## Given problem
Could you repeat the part that opens with the line containing "the overcast grey" and closes with the line containing "[990,523,1063,585]", both ends included and requests kept, with every box coordinate in the answers shifted up by 128?

## Entries shown
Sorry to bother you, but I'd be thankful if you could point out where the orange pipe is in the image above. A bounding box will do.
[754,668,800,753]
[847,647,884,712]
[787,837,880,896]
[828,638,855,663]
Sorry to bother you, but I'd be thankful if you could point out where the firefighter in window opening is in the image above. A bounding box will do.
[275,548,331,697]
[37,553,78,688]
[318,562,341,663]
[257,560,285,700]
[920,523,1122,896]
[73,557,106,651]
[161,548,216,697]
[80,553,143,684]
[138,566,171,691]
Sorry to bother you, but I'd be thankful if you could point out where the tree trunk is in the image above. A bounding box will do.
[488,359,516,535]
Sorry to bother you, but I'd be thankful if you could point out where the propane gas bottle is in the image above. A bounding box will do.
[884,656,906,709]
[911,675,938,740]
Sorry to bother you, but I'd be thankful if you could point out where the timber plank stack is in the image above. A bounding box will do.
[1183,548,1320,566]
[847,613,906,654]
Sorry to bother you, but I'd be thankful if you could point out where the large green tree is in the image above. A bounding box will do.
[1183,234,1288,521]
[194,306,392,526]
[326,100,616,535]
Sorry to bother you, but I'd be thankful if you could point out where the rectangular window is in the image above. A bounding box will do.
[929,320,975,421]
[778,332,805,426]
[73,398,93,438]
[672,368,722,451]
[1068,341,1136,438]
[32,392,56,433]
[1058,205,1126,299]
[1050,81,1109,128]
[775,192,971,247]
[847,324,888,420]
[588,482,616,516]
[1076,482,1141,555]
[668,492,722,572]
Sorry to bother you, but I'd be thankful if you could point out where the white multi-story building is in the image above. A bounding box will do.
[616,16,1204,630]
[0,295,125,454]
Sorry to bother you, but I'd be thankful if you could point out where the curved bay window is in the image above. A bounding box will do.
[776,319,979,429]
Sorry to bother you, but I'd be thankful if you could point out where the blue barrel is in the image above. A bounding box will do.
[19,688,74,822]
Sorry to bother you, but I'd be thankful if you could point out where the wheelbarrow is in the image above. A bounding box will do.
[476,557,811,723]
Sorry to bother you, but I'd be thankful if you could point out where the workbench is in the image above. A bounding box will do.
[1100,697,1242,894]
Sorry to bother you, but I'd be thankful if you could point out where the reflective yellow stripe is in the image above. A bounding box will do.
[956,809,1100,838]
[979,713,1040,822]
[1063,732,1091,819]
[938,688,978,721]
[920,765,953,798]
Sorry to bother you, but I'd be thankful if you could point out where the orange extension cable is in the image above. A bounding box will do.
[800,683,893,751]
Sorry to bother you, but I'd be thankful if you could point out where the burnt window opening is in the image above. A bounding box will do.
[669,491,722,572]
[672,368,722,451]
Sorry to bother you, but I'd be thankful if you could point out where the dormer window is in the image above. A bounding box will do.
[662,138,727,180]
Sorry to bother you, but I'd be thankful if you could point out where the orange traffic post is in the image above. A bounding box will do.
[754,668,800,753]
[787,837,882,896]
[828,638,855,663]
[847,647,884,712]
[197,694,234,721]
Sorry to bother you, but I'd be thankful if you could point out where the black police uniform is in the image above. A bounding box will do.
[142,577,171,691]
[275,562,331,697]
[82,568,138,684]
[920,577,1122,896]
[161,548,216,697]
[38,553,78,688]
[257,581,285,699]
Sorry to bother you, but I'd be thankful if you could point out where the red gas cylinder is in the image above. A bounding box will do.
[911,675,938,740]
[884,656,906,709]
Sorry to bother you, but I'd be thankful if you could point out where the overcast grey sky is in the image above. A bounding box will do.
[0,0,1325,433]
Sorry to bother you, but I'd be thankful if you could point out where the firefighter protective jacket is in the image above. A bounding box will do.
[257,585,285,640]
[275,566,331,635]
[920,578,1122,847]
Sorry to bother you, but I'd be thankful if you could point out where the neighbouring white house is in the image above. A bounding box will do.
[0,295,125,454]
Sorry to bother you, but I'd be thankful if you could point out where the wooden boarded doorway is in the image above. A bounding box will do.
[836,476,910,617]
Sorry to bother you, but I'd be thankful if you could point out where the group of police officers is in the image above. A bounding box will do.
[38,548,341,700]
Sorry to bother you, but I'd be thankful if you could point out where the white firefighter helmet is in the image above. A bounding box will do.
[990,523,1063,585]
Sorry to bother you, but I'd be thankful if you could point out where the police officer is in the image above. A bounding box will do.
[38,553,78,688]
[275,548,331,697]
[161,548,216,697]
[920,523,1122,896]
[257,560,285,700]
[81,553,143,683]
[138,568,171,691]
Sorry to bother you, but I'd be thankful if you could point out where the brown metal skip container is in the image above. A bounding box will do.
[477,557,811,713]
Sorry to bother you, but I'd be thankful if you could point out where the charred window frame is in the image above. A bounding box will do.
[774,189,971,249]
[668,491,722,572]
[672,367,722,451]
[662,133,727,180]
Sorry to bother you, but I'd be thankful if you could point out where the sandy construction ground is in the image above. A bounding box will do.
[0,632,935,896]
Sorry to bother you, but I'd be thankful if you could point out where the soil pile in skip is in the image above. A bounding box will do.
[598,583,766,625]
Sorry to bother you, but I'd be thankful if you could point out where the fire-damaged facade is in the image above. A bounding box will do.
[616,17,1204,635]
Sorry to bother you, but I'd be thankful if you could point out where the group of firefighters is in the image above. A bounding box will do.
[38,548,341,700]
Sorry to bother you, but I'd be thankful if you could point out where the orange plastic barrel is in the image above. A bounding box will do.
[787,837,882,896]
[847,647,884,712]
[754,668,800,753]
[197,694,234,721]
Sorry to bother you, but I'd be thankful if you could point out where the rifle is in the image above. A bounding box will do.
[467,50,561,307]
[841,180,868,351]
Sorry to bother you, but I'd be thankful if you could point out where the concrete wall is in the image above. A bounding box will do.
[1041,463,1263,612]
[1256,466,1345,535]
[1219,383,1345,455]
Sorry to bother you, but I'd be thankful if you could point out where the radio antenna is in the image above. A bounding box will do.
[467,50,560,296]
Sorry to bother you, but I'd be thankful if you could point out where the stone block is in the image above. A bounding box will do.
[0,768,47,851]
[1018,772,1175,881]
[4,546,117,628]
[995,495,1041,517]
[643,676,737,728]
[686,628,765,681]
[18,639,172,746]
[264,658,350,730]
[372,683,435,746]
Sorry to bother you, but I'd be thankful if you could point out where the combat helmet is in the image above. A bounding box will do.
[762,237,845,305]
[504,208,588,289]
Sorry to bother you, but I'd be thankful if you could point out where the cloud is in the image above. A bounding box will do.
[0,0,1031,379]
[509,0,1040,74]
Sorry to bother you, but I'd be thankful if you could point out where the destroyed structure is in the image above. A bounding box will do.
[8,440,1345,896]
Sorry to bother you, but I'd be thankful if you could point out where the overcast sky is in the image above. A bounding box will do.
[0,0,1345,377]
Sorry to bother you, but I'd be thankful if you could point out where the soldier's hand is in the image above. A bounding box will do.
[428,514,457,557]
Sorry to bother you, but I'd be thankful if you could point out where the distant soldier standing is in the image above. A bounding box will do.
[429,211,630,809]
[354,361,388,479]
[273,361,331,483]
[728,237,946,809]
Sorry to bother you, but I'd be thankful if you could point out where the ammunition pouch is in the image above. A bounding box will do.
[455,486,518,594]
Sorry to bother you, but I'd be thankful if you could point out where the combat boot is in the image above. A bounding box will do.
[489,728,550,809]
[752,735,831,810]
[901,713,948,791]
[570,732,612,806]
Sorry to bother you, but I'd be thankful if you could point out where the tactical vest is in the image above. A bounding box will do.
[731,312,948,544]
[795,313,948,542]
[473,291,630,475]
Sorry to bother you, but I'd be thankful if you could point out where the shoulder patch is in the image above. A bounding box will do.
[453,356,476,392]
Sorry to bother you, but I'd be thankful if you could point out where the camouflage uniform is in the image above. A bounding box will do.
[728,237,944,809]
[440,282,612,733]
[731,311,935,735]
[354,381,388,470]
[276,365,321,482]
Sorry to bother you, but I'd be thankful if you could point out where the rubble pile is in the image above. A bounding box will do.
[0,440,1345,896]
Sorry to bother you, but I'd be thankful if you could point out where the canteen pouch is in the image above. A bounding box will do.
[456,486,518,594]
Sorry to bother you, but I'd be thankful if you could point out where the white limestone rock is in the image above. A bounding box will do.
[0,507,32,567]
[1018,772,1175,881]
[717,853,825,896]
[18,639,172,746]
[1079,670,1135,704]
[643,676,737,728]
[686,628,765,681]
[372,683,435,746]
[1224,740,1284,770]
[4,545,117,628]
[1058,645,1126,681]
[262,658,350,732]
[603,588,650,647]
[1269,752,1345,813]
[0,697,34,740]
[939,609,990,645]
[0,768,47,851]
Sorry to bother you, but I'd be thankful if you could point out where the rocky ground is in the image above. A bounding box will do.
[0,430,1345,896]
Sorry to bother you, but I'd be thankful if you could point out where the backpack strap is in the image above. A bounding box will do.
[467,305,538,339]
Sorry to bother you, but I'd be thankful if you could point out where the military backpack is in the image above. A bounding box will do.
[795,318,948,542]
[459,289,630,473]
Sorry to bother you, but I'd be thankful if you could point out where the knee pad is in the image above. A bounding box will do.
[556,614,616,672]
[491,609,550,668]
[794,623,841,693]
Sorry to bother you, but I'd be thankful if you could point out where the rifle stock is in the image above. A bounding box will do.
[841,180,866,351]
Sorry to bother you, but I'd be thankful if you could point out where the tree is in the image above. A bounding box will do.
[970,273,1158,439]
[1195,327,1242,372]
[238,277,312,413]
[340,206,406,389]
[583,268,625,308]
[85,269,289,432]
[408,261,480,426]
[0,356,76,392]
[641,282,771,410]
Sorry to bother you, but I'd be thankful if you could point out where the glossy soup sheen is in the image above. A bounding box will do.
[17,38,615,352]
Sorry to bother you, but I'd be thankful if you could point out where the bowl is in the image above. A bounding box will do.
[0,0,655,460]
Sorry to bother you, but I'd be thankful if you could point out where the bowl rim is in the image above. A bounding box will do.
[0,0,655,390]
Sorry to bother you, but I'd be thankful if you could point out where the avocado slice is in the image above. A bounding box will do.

## Solution to the exercise
Sorry to bother you, but I'd be thankful if you could point out where the overcast grey sky is in the image above. A bounding box will do.
[128,128,1453,561]
Sorry to bother you, but I'd be thankful if you could point out where the firefighter protective jacket is in the image above. A bounding box will do.
[385,713,413,768]
[403,694,459,763]
[1048,706,1250,975]
Sorry to bother you, but I'd be thankful if you could point out where the neighbouring white house is in the image above. A bounding box will do.
[128,423,253,582]
Sorry to bother you, but I'd be thankful if you could point out where the wooden boarded doorway is in the image above. A bounding box will do.
[964,604,1038,745]
Sorry to bother you, but I'd be thankful if you could point out where the group of police officers is in the image above. A bounding box will do.
[166,676,469,828]
Sorry to bother you, but I'd be thankful if you could point out where the white firefighter helmet is in the image above. A bounding box will do.
[1118,651,1191,713]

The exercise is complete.